How to complete this task
All lines from the one containing "of the dried" through the end of the entries below should appear in the answer exactly, with no others.

Point-per-instance localization data
<<<<
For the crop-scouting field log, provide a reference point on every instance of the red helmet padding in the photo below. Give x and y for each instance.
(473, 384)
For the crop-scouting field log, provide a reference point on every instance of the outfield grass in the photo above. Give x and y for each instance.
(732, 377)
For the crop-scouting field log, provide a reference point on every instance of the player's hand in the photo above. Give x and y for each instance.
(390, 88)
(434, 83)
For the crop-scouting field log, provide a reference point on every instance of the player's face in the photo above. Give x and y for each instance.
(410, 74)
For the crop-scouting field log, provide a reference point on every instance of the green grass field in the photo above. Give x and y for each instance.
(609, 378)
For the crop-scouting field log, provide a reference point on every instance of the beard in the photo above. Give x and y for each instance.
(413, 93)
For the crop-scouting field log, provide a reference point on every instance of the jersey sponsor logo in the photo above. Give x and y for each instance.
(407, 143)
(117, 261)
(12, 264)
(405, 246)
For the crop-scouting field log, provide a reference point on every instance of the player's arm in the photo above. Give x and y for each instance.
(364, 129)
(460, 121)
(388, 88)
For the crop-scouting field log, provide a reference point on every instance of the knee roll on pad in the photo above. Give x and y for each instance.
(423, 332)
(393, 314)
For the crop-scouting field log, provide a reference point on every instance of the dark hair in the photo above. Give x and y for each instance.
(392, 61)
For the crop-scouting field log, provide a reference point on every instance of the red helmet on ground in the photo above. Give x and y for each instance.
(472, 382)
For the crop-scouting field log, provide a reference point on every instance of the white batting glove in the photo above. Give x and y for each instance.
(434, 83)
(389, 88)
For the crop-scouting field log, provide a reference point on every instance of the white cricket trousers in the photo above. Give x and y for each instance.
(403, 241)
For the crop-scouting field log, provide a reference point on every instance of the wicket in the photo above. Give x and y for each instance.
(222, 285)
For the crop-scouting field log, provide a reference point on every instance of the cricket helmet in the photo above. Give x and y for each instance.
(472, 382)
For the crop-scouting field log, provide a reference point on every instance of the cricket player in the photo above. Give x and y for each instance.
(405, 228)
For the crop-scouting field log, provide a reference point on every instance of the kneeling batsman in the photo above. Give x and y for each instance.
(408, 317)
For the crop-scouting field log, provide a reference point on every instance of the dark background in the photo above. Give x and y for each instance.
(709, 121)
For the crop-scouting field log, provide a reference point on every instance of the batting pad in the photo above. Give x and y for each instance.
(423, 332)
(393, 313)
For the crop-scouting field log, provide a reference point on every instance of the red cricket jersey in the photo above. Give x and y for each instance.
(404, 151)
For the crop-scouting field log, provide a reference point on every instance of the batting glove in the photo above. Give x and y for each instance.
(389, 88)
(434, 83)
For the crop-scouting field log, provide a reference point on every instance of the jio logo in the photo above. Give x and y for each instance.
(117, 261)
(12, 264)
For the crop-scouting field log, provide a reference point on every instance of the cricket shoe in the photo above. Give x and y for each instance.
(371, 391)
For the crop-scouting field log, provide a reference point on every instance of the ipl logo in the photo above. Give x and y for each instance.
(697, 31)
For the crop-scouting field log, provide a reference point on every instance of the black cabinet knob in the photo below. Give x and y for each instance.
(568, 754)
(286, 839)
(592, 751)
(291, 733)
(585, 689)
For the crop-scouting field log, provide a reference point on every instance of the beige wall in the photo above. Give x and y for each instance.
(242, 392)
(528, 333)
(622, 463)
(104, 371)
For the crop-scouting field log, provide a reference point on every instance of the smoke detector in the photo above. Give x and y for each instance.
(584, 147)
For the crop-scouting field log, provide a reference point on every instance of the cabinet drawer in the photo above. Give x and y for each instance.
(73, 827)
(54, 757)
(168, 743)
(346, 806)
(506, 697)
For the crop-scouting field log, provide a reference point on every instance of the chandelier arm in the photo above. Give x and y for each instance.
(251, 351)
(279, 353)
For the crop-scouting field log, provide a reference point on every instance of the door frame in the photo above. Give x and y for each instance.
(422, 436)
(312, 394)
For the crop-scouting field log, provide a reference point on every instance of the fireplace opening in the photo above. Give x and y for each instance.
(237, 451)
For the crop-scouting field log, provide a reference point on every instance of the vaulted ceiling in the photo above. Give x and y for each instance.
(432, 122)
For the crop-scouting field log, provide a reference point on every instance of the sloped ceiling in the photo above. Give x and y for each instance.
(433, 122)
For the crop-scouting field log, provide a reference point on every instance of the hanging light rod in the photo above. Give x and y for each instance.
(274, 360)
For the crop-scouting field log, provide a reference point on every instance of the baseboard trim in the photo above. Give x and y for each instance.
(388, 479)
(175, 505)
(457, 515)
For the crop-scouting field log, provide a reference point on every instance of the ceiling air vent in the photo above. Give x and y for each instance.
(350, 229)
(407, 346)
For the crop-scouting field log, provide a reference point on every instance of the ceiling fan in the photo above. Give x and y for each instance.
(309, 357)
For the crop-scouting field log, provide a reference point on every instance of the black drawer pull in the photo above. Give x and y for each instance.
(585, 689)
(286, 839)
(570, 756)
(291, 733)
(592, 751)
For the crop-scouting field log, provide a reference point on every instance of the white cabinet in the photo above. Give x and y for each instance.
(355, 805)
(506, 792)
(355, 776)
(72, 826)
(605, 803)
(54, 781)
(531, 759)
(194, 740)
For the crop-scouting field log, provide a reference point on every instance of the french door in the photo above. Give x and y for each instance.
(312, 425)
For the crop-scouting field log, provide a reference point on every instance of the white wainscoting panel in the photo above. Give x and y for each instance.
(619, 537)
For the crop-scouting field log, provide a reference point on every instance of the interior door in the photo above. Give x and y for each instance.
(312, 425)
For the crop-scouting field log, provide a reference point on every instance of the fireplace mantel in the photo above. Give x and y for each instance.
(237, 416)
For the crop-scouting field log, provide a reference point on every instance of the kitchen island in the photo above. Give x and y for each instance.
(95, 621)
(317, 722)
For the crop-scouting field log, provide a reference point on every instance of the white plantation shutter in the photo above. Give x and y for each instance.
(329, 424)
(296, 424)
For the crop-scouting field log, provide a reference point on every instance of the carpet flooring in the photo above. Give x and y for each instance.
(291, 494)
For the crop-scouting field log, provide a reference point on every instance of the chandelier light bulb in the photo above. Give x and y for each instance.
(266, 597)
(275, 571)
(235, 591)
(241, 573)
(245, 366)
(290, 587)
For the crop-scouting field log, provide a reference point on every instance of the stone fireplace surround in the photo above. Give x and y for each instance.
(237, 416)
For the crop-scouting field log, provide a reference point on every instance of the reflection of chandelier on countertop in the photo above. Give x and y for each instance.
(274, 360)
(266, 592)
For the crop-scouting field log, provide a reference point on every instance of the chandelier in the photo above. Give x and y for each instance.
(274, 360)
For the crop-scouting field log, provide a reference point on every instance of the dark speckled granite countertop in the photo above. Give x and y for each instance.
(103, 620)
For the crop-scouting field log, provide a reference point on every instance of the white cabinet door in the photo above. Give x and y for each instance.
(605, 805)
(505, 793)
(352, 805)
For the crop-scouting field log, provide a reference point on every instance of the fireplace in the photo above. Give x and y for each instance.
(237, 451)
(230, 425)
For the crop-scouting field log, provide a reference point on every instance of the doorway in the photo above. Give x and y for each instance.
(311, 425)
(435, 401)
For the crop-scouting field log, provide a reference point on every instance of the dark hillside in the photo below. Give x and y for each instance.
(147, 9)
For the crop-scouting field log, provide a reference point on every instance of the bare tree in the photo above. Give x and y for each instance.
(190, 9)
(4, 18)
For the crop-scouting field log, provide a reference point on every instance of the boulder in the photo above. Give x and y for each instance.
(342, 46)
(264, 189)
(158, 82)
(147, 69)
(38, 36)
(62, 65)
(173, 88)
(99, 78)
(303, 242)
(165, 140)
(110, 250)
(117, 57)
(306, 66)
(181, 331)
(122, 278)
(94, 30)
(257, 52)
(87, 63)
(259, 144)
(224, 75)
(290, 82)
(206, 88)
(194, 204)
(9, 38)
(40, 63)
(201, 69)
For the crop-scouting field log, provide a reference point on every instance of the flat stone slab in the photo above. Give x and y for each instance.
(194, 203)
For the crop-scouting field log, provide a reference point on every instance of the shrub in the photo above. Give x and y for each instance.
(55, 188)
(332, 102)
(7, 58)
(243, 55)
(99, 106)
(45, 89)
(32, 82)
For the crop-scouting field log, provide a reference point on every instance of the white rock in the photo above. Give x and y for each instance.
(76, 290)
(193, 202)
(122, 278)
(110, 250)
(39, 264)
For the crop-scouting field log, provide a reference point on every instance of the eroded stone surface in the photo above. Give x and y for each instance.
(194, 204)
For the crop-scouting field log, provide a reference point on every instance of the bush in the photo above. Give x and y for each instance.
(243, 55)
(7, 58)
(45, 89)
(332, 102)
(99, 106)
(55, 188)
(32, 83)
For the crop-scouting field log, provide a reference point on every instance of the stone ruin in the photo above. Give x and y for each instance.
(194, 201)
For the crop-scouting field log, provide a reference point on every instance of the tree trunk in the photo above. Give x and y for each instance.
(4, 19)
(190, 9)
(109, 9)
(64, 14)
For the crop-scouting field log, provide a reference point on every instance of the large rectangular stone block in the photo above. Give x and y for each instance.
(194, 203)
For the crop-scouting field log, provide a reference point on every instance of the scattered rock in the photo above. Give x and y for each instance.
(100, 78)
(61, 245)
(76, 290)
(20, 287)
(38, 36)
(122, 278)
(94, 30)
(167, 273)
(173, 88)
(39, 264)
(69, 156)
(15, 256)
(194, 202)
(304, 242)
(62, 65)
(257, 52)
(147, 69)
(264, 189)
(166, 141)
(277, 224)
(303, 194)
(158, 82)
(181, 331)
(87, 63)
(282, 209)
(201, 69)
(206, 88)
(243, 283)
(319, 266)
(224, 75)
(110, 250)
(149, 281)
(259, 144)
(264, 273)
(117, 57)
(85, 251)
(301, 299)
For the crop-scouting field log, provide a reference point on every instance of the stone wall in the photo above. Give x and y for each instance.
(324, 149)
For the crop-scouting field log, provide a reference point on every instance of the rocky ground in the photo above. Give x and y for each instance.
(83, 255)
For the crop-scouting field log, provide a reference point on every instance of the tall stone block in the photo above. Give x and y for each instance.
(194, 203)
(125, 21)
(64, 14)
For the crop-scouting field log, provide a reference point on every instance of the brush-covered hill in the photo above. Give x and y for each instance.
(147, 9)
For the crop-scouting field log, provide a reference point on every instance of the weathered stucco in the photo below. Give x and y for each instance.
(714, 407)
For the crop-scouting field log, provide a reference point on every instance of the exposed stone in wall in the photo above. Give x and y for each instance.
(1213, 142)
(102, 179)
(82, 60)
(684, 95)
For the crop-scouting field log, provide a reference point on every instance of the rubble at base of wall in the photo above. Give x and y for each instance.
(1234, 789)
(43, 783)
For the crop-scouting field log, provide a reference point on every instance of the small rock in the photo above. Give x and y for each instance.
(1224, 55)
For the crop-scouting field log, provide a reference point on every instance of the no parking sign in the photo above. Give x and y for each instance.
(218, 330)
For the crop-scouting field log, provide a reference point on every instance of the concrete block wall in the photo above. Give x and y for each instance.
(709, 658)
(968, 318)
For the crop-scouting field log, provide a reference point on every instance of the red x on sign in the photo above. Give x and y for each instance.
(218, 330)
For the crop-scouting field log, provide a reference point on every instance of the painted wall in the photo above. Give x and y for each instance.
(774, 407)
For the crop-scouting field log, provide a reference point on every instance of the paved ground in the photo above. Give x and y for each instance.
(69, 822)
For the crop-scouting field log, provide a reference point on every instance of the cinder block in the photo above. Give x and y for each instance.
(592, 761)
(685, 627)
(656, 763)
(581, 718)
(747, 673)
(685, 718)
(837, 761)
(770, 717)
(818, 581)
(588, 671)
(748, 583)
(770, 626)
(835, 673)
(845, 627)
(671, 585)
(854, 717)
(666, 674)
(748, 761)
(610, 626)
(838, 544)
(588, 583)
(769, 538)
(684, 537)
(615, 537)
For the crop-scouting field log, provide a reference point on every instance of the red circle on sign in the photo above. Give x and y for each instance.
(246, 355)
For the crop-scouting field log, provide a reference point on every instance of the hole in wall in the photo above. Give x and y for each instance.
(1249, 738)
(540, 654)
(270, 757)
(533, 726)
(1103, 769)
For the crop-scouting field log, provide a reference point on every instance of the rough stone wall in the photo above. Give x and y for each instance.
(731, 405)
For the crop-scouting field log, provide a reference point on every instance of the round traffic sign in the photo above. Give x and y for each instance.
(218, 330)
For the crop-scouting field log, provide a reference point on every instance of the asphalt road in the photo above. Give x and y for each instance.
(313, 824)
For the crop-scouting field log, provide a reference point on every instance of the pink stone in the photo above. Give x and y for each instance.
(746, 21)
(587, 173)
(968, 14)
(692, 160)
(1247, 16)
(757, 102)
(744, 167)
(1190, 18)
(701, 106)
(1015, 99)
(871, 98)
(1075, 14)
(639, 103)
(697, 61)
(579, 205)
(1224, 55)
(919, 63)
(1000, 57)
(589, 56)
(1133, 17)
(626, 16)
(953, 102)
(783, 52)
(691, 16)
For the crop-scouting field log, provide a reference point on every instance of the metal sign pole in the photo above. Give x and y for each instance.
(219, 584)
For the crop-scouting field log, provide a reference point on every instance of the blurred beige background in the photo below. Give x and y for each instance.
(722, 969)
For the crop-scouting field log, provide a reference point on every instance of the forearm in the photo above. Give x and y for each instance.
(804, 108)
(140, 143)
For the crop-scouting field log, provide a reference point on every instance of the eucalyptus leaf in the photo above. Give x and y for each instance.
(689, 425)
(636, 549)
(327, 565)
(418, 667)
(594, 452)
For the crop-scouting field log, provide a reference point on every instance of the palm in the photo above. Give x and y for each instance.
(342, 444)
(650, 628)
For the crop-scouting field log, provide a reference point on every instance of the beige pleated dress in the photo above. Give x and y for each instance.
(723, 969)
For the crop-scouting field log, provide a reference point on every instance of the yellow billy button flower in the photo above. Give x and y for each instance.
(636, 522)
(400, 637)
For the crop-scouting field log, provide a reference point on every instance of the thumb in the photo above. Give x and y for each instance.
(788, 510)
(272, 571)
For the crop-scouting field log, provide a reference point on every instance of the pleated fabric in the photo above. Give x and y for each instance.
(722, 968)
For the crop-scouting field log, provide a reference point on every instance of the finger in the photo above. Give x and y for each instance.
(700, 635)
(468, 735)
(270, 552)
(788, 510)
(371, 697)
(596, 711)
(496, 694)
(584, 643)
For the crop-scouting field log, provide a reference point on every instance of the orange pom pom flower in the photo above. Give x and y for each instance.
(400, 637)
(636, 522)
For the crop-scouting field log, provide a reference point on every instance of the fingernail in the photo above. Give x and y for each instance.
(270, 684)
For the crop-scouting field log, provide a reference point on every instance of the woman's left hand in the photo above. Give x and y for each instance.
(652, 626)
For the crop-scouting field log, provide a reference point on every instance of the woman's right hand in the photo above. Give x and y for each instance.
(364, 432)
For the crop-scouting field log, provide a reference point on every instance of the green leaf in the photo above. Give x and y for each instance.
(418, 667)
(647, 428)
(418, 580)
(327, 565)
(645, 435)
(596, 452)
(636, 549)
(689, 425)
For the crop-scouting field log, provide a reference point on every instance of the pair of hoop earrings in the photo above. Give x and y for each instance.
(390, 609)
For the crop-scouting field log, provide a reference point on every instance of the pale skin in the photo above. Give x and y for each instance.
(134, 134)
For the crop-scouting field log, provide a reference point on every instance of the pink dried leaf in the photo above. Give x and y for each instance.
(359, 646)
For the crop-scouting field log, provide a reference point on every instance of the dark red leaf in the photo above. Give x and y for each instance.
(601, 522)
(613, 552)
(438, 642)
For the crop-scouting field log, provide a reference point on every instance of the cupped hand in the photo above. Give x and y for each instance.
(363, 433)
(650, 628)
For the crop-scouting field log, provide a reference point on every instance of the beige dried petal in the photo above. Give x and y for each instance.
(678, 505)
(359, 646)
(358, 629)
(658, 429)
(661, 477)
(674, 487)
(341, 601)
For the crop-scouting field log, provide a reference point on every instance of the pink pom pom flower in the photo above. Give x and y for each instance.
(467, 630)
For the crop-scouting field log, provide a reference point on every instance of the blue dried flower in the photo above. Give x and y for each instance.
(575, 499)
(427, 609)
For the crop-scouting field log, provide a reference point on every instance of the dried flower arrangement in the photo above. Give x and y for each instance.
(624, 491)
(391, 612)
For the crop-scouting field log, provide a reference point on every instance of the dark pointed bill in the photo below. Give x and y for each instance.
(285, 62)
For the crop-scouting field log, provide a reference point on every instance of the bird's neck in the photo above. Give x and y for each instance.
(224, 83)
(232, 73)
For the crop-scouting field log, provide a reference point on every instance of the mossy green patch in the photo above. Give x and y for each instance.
>>>>
Result of the exercise
For the crop-scouting field log, provide a reference point on every instance of the dried flower arrangement in the photo above. Give x and y for each instance.
(624, 491)
(391, 612)
For the crop-scouting field log, provide a reference point on every instance of the dark pointed bill in the photo below. Give x and y for each instance.
(285, 62)
For the crop-scouting field log, provide a reference point on every instance of the bird's neck in the photo above. Give x and y for each instance.
(224, 83)
(232, 73)
For the crop-scouting field log, provide a reference point on every instance of the mossy green patch in the photo above. Give x and y for each instance.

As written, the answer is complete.